DO THIS:
Which lines in the rows below contain the string "steel"? Pick out each one and copy it in full.

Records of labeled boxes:
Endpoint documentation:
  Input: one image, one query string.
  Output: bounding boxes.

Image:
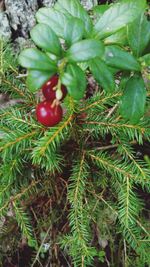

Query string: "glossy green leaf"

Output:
[120,76,146,123]
[55,0,93,36]
[61,64,86,100]
[67,39,104,62]
[36,7,70,38]
[18,48,57,71]
[90,58,115,92]
[27,70,55,92]
[104,45,141,71]
[128,14,150,57]
[104,27,128,45]
[64,17,84,46]
[93,4,110,20]
[94,0,146,38]
[30,23,62,56]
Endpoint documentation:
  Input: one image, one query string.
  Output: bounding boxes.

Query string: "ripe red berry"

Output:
[36,101,63,127]
[42,75,67,101]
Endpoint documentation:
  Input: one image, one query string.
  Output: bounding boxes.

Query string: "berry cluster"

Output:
[36,75,67,127]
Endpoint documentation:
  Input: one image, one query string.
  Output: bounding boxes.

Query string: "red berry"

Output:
[36,101,63,127]
[42,75,67,101]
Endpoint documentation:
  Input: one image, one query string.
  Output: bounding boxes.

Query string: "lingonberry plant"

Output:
[0,0,150,267]
[42,75,67,101]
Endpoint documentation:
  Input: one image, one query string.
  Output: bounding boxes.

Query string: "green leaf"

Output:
[26,70,55,92]
[128,14,150,57]
[120,75,146,123]
[18,48,57,71]
[30,23,62,56]
[93,4,110,20]
[36,7,71,38]
[94,0,146,38]
[67,39,104,62]
[55,0,93,36]
[90,58,115,92]
[104,27,128,46]
[104,45,141,71]
[64,17,84,46]
[61,64,86,100]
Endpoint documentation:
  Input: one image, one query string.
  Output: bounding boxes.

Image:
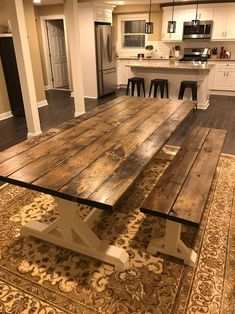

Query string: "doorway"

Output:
[43,17,70,90]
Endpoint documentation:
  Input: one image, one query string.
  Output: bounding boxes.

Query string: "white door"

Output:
[46,20,68,88]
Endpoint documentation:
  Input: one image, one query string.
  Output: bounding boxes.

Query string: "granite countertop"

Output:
[126,60,214,71]
[117,56,235,62]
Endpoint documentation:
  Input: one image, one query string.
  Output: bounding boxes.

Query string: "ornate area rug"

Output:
[0,149,235,314]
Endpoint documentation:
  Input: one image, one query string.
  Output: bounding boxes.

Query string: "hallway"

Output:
[0,89,235,155]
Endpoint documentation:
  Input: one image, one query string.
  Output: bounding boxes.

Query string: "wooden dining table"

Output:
[0,96,195,269]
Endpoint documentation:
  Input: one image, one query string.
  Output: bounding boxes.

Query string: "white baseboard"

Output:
[27,131,42,139]
[210,90,235,96]
[0,111,12,121]
[37,99,48,108]
[74,111,86,118]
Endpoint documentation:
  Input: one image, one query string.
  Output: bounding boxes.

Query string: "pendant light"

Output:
[167,0,176,33]
[191,0,200,29]
[145,0,153,34]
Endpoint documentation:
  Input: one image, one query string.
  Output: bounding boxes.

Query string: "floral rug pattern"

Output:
[0,149,235,314]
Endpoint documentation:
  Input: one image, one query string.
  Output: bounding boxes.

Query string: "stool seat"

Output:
[149,79,169,98]
[126,77,145,96]
[181,81,197,86]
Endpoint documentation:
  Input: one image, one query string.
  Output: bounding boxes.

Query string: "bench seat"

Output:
[140,127,226,265]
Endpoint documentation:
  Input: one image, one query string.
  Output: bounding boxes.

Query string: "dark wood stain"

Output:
[0,97,194,208]
[141,127,226,227]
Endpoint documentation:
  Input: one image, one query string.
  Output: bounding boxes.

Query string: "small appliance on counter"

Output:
[183,21,213,39]
[179,48,211,62]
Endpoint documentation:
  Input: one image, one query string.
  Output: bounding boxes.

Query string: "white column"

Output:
[7,0,42,137]
[65,0,86,117]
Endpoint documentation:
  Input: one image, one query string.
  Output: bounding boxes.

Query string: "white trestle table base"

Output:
[21,198,129,270]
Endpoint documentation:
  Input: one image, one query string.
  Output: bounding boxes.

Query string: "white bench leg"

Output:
[21,198,129,270]
[147,220,197,266]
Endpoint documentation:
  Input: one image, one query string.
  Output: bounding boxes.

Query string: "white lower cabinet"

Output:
[117,60,131,87]
[213,63,235,91]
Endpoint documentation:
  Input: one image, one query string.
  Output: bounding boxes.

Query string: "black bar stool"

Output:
[126,77,145,97]
[178,81,197,100]
[149,79,169,98]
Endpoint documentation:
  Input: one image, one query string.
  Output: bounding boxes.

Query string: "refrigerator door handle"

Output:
[107,34,113,62]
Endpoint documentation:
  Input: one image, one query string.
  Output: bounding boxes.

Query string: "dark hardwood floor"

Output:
[0,89,235,155]
[168,95,235,155]
[0,90,124,151]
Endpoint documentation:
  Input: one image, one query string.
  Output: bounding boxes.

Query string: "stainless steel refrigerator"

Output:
[95,23,117,97]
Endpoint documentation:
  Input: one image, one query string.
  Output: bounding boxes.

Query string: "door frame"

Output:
[40,15,72,90]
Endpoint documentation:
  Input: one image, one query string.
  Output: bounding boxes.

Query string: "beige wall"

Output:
[0,0,46,113]
[0,0,8,26]
[0,0,11,114]
[23,0,46,102]
[34,4,64,86]
[0,59,11,114]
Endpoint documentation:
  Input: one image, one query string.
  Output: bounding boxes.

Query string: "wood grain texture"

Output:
[0,97,194,209]
[141,127,226,227]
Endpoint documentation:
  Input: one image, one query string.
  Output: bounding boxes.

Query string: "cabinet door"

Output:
[225,7,235,39]
[211,7,228,39]
[117,60,131,86]
[198,8,213,21]
[170,10,185,41]
[162,9,171,41]
[213,65,226,90]
[225,66,235,91]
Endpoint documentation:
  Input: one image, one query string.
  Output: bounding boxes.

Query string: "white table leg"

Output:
[147,220,197,266]
[21,198,129,270]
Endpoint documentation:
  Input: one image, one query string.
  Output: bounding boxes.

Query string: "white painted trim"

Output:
[53,87,70,92]
[38,99,49,108]
[197,99,210,110]
[84,96,98,99]
[40,15,72,89]
[27,132,42,139]
[0,33,12,37]
[74,111,86,118]
[210,90,235,96]
[0,111,12,121]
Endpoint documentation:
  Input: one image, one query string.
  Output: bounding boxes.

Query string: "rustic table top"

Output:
[0,96,195,209]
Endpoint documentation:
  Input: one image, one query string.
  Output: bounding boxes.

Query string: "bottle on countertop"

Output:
[219,47,224,59]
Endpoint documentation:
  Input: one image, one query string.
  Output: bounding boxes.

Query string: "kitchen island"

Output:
[126,60,214,109]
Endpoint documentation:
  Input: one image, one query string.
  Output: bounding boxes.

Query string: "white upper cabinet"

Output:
[162,8,185,41]
[211,7,235,40]
[198,7,213,21]
[162,5,213,41]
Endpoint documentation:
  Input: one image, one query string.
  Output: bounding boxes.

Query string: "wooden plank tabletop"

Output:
[0,96,195,209]
[141,127,227,227]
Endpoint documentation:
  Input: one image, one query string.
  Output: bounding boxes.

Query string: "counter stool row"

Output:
[126,77,197,100]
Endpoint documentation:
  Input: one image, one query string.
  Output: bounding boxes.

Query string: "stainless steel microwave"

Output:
[183,21,213,39]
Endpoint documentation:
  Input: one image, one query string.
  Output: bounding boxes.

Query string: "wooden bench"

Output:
[140,127,226,266]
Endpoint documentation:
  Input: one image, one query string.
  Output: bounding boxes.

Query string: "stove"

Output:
[179,48,210,63]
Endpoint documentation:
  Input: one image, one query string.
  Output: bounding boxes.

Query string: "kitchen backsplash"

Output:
[117,39,235,59]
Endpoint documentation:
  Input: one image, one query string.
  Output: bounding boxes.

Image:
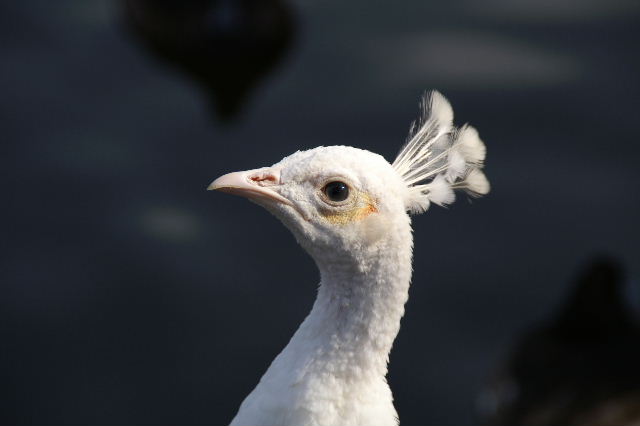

TASK ANSWER:
Query string: "stainless steel refrigerator"
Query string: "stainless steel microwave"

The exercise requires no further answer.